USS Jeannette Skinner (ID-1321), sometimes spelled incorrectly as USS Jeanette Skinner, was a cargo ship that served in the United States Navy from 1918 to 1919.

Construction
Jeannette Skinner was laid down as the commercial cargo ship J. M. Fox at Seattle by the Skinner and Eddy Corporation. Before she was launched, the Norwegian shipping firm Knut Knutsen OAS bought her and renamed her Jeannette Skinner. She was launched on 30 June 1917.

Service history

1917-1918
Before she could be completed, Jeannette Skinner was commandeered for World War I service by the United States Shipping Board in August 1917. Completed in September 1917, she was placed in service for the next several months as a civilian cargo ship under Shipping Board control.

1918-1919
Jeannette Skinner was acquired by the U.S. Navy for World War I service on 12 April 1918, assigned naval registry Identification Number (Id. No.) 1321, and commissioned the same day as USS Jeannette Skinner.

Jeannette Skinner was assigned to the Naval Overseas Transportation Service to transport cargo from the United States to France. After loading a cargo of general United States Army supplies at Baltimore, Maryland, Jeannette Skinner departed New York City on 3 May 1918 with a convoy for Brest, France, where she arrived on 17 May 1918. Returning to New York in June, she loaded another U.S. Army cargo at Baltimore and delivered it at Brest and Bordeaux, France, in August 1918. Her third eastbound voyage took her from New York to La Pallice, France, and Bordeaux in September–October 1918.

While in the Gironde River in France on 27 November, 16 days after the end of the war, Jeannette Skinner was damaged in collision with the Japanese steamer Ceylon Maru. During her return voyage in December, she had to put in at Bermuda for fuel and, upon arrival at Baltimore, entered drydock to begin two months of repairs.
##########
*Exercises to complete*.
(A) Reproduce the passage of the USS Jeannette Skinner history from "USS Jeannette Skinner (ID-1321), sometimes" up to and including "1918 to 1919.".
(B) Resume the history of USS Jeannette Skinner from the point where it stops.
Nothing in the records that follow is required for working with the ship history above.

*Dataset entries*.
##########
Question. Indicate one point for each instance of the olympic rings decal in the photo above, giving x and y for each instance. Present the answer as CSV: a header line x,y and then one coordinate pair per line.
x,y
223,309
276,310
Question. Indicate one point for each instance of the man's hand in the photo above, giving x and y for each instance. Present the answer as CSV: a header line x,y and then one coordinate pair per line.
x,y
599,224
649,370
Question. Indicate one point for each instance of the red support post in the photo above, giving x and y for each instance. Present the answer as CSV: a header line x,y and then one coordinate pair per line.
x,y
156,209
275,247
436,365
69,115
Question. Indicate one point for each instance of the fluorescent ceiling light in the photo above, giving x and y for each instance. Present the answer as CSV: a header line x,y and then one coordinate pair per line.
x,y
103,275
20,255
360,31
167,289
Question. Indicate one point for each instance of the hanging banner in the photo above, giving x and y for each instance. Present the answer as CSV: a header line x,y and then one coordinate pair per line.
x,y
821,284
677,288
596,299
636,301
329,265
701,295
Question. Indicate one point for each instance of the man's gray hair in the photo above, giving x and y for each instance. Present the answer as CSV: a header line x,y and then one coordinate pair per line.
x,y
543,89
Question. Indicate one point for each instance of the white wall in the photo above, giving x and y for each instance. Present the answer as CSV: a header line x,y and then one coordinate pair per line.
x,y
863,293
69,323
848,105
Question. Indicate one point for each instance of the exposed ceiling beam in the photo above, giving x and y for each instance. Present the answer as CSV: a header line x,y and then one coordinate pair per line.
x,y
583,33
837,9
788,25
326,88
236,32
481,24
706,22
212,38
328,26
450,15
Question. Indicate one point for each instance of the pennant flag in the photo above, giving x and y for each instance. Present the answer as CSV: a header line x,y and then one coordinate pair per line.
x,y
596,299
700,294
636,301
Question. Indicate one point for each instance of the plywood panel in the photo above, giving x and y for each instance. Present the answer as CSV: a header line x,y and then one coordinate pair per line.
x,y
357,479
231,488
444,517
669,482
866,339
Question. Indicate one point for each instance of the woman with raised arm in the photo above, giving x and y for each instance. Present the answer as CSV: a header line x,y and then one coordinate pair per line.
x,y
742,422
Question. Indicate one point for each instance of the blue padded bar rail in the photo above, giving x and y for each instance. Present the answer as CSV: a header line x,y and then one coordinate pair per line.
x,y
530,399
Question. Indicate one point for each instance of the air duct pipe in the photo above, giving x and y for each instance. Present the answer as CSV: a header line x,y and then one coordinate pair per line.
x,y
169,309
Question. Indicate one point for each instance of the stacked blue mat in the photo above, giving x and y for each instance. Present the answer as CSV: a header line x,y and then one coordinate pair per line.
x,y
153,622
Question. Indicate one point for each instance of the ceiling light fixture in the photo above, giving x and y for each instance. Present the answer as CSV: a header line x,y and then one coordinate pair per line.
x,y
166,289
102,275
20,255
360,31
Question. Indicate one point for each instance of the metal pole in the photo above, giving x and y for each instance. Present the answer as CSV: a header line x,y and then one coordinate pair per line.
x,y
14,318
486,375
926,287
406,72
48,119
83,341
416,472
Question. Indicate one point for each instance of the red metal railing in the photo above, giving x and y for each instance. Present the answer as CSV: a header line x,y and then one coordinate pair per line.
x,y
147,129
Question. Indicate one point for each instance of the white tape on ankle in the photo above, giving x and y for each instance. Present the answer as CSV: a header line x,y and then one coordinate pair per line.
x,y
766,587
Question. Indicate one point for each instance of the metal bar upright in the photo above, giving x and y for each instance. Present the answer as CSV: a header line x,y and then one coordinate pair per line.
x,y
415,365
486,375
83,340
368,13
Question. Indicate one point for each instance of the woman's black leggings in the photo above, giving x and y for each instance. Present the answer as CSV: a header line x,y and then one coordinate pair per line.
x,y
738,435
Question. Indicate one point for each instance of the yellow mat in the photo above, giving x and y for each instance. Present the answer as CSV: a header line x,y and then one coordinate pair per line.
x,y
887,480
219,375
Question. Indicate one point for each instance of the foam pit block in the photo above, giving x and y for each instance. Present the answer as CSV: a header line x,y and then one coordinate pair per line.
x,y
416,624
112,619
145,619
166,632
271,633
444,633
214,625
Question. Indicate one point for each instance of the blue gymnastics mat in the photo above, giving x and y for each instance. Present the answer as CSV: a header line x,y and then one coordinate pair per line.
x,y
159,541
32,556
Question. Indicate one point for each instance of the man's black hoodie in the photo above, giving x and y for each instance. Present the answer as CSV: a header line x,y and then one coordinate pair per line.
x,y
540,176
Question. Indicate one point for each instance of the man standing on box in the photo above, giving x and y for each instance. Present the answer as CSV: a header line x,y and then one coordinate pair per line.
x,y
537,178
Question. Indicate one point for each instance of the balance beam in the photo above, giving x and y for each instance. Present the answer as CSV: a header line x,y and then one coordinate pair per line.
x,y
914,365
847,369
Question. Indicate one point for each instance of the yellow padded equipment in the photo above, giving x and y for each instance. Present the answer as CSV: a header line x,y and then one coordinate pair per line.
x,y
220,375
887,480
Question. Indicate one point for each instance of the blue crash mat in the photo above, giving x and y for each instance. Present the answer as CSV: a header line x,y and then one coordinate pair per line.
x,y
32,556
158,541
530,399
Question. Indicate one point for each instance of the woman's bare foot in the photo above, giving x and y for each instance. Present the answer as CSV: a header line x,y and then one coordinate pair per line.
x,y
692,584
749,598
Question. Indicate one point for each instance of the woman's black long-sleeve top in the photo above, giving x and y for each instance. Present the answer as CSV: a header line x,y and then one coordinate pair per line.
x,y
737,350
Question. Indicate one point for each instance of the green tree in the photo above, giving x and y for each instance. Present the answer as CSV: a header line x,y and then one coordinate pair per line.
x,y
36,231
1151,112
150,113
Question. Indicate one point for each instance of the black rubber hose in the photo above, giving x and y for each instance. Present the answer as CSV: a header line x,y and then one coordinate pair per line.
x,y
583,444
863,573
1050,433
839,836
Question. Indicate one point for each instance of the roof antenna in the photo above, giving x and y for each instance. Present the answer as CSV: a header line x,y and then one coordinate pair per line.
##########
*Task results*.
(A)
USS Jeannette Skinner (ID-1321), sometimes spelled incorrectly as USS Jeanette Skinner, was a cargo ship that served in the United States Navy from 1918 to 1919.

(B)
In March–April 1919 Jeannette Skinner carried a cargo of wheat, oats, and lard to Cette, France, via Gibraltar on behalf of the Southern Food Administration. Once again she had to refuel on her homeward voyage, this time in the Azores. She arrived at Baltimore on 2 June 1919.

Jeannette Skinner was decommissioned at Baltimore on 10 June 1919 and was returned to the Shipping Board the same day.

1919-1945
Once again SS Jeannette Skinner, the ship returned to commercial service. In 1937, the Shipping Board sold her to a British firm based in Shanghai, China. She was taken over by the British Ministry of War Transport for World War II service in August 1944, then transferred to the United States War Shipping Administration in December.

She was scrapped at Baltimore in August 1945.

Notes

References

Department of the Navy: Naval Historical Center Online Library of Selected Images:  Civilian Ships: S.S. Jeannette Skinner (American Freighter, 1917) Originally S.S. J. M. Fox. Served as USS Jeannette Skinner (ID # 1321) in 1918-1919.
NavSource Online: Section Patrol Craft Photo Archive: Jeanette Skinner (ID 1321)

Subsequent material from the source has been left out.